======== Recorded information
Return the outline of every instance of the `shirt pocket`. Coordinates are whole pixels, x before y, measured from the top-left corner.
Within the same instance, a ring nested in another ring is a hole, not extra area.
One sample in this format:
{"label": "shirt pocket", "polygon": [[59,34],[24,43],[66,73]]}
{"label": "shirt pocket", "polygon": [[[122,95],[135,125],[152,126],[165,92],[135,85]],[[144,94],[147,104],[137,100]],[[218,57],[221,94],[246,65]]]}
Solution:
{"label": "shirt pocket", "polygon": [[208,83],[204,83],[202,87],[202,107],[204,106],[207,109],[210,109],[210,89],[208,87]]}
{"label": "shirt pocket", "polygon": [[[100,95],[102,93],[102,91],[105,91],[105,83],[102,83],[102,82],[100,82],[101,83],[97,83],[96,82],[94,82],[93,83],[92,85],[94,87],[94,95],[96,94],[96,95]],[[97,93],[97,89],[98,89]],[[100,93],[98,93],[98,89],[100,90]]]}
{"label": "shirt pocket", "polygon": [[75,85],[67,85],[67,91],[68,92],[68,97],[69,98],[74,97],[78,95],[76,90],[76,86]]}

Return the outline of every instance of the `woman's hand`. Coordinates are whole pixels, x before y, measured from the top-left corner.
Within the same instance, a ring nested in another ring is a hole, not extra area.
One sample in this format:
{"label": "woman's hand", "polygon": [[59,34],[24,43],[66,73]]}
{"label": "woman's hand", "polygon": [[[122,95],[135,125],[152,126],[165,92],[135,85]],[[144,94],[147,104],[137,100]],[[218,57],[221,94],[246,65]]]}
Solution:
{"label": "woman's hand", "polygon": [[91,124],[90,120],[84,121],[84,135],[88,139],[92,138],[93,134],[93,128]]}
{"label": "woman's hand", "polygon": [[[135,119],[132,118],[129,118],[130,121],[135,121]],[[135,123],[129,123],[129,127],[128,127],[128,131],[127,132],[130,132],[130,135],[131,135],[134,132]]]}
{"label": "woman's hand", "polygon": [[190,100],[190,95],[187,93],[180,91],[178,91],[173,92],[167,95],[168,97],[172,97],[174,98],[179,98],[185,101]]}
================
What the exercise asks
From the records, pull out every line that contains the string "instance", treating uppercase and lowercase as different.

Result
Return the outline of every instance of the `shirt pocket`. Coordinates are whole pixels, x before y, measured from the top-left corner.
Within the same instance, a ring nested in another ring is a hole, not extra area.
Return the outline of every instance of the `woman's hand`. Coordinates are whole pixels, x before y, measured from the top-left corner.
Within the same instance, a ring nested in another ring is a hole, not extra area.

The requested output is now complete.